TO DO: Extend the article on Solano Trindade and the theater named after him, picking up right after its last sentence.

QUOTED PASSAGE:

Note from BW of Brazil: One of the most important figures in Afro-Brazilian History and Culture, Solando Tridade was born on July 24, 1908, in the district of San José, in Recife, Pernambuco. Besides being a poet, he was also a painter, playwright, actor and folklorist; a legitimate poet of black resistance par excellence. In 1930, he began to compose Afro-Brazilian poems. In 1934, he idealized the first Afro-Brazilian Congress in Recife and in 1936 participated in the second Afro-Brazilian Congress in Salvador, Bahia. In 1936, he founded the Frente Negra Pernambucana (Pernambuco Black Front) and the Centro de Cultura Afro-Brasileiro (Afro-Brazilian Culture Centre), for the dissemination of black intellectuals and artists. In 1940, he moved to Belo Horizonte. After arriving in Rio Grande do Sul, settling for a time in Pelotas, where he founded with poet Balduíno de Oliveira a folk art group, which didn’t move forward because of floods.
He returned to Recife in 1941, but soon went to Rio de Janeiro, where found success in “Café Vermelhinho”. In 1945, he founded the Comitê Democrático Afro-brasileiro (Afro-Brazilian Democratic Committee), with Raimundo Souza Dantas, Aladir Custódio and Corsino de Brito. In 1954, in in São Paulo, he created in the city of Embu, a center of Afro-American culture and traditions. In São Paulo he also founded the Teatro Popular Brasileiro (Brazilian Popular Theater) – TPB, where he developed intense cultural activity focused on folklore and the denouncement of racism. In 1955, he traveled to Europe with the TPB, where he put on singing and dancing spectaculars. He died in Rio de Janeiro, on February 19, 1974.
Today, Solano’s daughter, a gifted artist in her own right, Raquel Trindade, carries on the tradition.
40 years of Solano Trindade Popular Theater
by Marcelo Tomé
Black culture, popular culture, urban culture, maracatus (1), sambas, jongos (2), bumba meu boi (3), São Paulo coffee plantation, Afro-Brazilian culture and an objective established by his patron Solano Trindade that says: research in the source of origin and give it back to the people in the form of art. The phrase became the slogan of the Teatro Popular Solano Trindade (Solano Trindade Popular Theater) that researches black, popular and urban culture.

RECORDED INFORMATION:
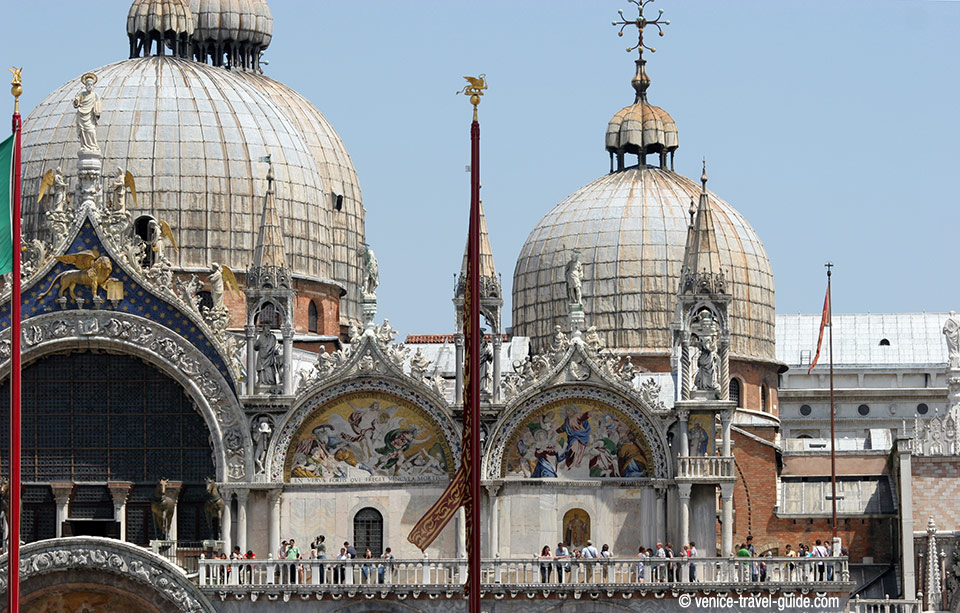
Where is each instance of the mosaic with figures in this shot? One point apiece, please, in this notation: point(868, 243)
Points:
point(576, 438)
point(368, 435)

THE RESPONSE:
Teatro Popular Solano Trindade is a family that since the times of Solano Trindade has contributed and fought together with the Movimento Negro (black movement) for the self-esteem of the Afro-Brazilian people. The group’s history begins in 1936, when Solano founded the Centro Cultural Afro-Brasileiro and the Frente Negra Pernambuco (Black Front of Pernambuco), an extension of the Frente Negra Brasileira (Brazilian Black Front). And then in 1945, along with Abdias Nascimento, created the Comitê Democrático Afro-Brasileiro (Afro-Brazilian Democratic Committee).
Solano’s interest in popular culture went beyond theory: he never tired of founding theater groups, seeking to value the Afro-descendant and contributing to the self-esteem of black people. He worried about what he called folklore, with popular dances, always emphasizing the importance of research on culture in the original sources.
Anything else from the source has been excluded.